### УСЛОВИЕ ЗАДАНИЯ 1
Определите, согласуются ли с рассказом о первой пластинке БИТЛЗ утверждения (а), (б) и (в). На каждое ответьте «да» или «нет» и приведите решающие слова текста точной цитатой.
(а) Ринго Старр играл в группе Рори Шторма.
(б) Пит Бест обрадовался, что на записи стучать будет Ринго Старр.
(в) Пластинку записывали в гамбургской студии.

Страница 29 из 35
В тот период своего ученичества в «Кайзеркеллере» БИТЛЗ записали свою самую первую пластинку. Я выступал в роли продюсера, руководителя записи и рекламного агента — все в одном лице.
В группе Рори Шторма был парень по имени Вэлли, который тоже хорошо пел. У него был широкий вокальный диапазон, и Битлы восхищались им. Я сам когда-то учился на певца и сразу определил широкие потенциальные возможности Вэлли. Если дать ему бэкинг БИТЛЗ, то должен получиться интересный звук — так думал я.
К этому времени все Битлы, кроме Пита Беста, уже подружились с Ринго Старром из группы Рори Шторма. Они были собутыльниками.
Любимыми песнями Вэлли были «Fever» и «Sommertime». «Эл, давай сделаем пластинку!» «Пластинку? Какую?» «Обыкновенную — с дыркой посередине.» «Ну, ну. И с кем же вы будете ее делать?» «С Вэлли.» «Почему именно с ним?» «Он клевый певец.» «А кто будет платить за все это?» «Ты, конечно.» «Ах, вот как!»
Вот как мы решили сделать первую пластинку БИТЛЗ. Историческое решение. Питу Бесту они сказали, что стучать будет Ринго Старр — потому, дескать, что он привык к Вэлли и знает все его песни. Питу это, конечно, не понравилось, но ему пришлось смириться.
Свалив гитары, барабаны, микрофоны, бутылки с пивом и пакет с бутербродами в мою машину, мы поехали в гамбургскую «Акустик-Студию», где люди записывали поздравительные пластинки. Ну, вы знаете, какие. Например: «Здравствуй, мамочка. Это говорю я. Мы живем хорошо. Ждем тебя на рождество. Как твое здоровье? Бэби передает тебе привет. Бэби, скажи что-нибудь бабушке! Гу-гу-гу… Ну все, мамочка. Привет Джо, Джону, Саре, Альфи, Дотти, Лулу, бла-бла-бла…»

[Записи из источника данных]
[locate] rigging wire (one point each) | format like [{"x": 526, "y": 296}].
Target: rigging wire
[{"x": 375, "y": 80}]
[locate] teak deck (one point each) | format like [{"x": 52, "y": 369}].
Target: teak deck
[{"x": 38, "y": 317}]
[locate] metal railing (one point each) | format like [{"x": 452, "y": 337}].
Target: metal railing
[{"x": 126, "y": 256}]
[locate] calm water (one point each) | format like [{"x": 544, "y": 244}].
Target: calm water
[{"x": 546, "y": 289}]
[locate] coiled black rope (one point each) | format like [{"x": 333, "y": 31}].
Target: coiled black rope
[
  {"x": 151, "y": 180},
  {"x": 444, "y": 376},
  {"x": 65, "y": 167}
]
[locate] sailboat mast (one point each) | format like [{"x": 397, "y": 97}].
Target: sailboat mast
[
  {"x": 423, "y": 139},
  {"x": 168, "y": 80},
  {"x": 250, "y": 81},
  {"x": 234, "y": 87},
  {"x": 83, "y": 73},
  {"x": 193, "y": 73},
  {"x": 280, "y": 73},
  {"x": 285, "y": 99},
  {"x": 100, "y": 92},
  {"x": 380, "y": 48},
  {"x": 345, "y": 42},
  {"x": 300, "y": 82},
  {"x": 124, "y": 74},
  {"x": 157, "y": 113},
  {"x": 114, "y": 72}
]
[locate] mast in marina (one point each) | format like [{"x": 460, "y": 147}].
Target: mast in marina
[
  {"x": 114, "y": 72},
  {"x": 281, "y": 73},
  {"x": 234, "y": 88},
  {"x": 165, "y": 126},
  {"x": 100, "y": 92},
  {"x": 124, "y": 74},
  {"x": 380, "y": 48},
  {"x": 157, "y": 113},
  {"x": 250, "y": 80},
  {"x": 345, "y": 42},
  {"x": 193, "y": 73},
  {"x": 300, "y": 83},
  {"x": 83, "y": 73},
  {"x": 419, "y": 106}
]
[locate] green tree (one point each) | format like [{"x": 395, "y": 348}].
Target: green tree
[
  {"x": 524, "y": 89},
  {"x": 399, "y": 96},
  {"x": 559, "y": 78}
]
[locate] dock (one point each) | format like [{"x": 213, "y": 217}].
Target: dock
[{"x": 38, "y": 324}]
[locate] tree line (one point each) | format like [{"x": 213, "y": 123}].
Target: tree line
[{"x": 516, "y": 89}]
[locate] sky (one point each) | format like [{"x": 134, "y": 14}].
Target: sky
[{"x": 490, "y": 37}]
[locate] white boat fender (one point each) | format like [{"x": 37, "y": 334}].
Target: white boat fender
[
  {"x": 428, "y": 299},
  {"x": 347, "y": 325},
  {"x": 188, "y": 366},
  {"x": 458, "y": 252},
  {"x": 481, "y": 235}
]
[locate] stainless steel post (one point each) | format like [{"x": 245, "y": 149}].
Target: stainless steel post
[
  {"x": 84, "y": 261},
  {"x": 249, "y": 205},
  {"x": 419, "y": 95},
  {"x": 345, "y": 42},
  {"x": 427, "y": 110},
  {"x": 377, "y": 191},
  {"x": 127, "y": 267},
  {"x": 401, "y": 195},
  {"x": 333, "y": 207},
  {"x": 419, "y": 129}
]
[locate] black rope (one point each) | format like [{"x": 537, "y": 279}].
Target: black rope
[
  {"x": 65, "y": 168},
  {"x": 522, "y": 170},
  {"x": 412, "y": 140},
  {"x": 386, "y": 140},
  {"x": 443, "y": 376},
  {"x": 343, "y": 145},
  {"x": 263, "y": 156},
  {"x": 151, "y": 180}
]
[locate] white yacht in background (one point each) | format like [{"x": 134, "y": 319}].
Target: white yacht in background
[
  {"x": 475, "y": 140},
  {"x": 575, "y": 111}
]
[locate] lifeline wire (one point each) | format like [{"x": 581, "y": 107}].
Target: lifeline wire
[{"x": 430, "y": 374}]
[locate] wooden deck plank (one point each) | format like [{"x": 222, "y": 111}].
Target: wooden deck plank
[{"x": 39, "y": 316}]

### УСЛОВИЕ ЗАДАНИЯ 2
Приведите повторно, без изменений, участок записей от строки, содержащей «[locate] white yacht», до самого конца записей, включая обе границы.

### РАЗБОР РЕШЕНИЯ 1
(а) Да: «уже подружились с Ринго Старром из группы Рори Шторма».
(б) Нет: «Питу это, конечно, не понравилось, но ему пришлось смириться».
(в) Да: «мы поехали в гамбургскую «Акустик-Студию»».

### РАЗБОР РЕШЕНИЯ 2
[locate] white yacht in background (one point each) | format like [{"x": 134, "y": 319}].
Target: white yacht in background
[
  {"x": 475, "y": 140},
  {"x": 575, "y": 111}
]
[locate] lifeline wire (one point each) | format like [{"x": 581, "y": 107}].
Target: lifeline wire
[{"x": 430, "y": 374}]
[locate] wooden deck plank (one point each) | format like [{"x": 222, "y": 111}].
Target: wooden deck plank
[{"x": 39, "y": 316}]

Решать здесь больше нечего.